*JOB*
According to the kitchen knife forum thread, which of the three knives, Uraku, Gonbei, or Ginga, has the thickest blade?

*GIVEN TEXT*
Maybe something like this? http://www.kitchenknifeforums.com/showthread.php/33669-Masamoto-Sohonten?p=503625#post503625


----------



## Benuser (Aug 1, 2017)

Masamoto CT are Western I'm afraid.


----------



## foody518 (Aug 1, 2017)

Benuser said:


> Masamoto CT are Western I'm afraid.



Oops, thanks for catching that. I got the preferences mixed up


----------



## panda (Aug 1, 2017)

i would just get something from japanese knife imports and ask to have the spine & choil rounded.


----------



## labor of love (Aug 1, 2017)

I purchased a gesshin uraku stainless gyuto because I wanted something inexpensive with durable steel and wa handle. Not alot of stuff around to choose from(maybe korin) also w saya is a plus. It's been my most used knife since I got it. Great basic no frills knife.


----------



## labor of love (Aug 1, 2017)

I had a gonbei petty and enjoyed using it very much, I'd probably pick that over uraku-but it depends on what kind of knife you're looking for.


----------



## G_D_ (Aug 2, 2017)

Looks as though the options from JKI are good at that the Gesshin line is well regarded and up there with the best at their price points.

Do you feel the Gesshin Ginga petty would be worth the extra $20 step up above the Uraku or Gonbei? It seems that it's a thinner profile - although I'm not experienced enough in knives to know everything that means performance wise (more prone to damage but fine if treated well, cuts easier, but may be very sticky?). And for that matter what the key differences are between the Gonbei and Uraku? They seem to have similar profile/thickness.


----------



## labor of love (Aug 2, 2017)

If I were you I'd talk to Jon about it. Uraku has a thicker blade than gonbei or ginga, but isn't thick. Gonbei has more heft than ginga but is ground pretty thin. Ginga is thin blade, very thin edge. Jon lists the weights and measurements for his knives, if I were you I'd compare the stuff I'm interested in.


----------



## daveb (Aug 2, 2017)

+1 Talk to Jon. His responsiveness to questions like this are part of the reason he's so well regarded.


----------

*DATA SECTION*
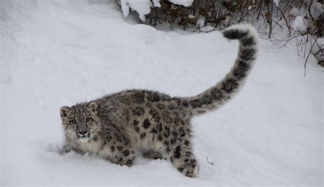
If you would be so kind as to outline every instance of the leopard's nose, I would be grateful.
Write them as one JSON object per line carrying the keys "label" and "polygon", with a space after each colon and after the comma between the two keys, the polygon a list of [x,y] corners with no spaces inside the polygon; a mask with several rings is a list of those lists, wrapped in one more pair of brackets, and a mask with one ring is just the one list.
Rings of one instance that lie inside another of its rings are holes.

*ANSWER TO THIS EXERCISE*
The Uraku has the thickest blade of the three.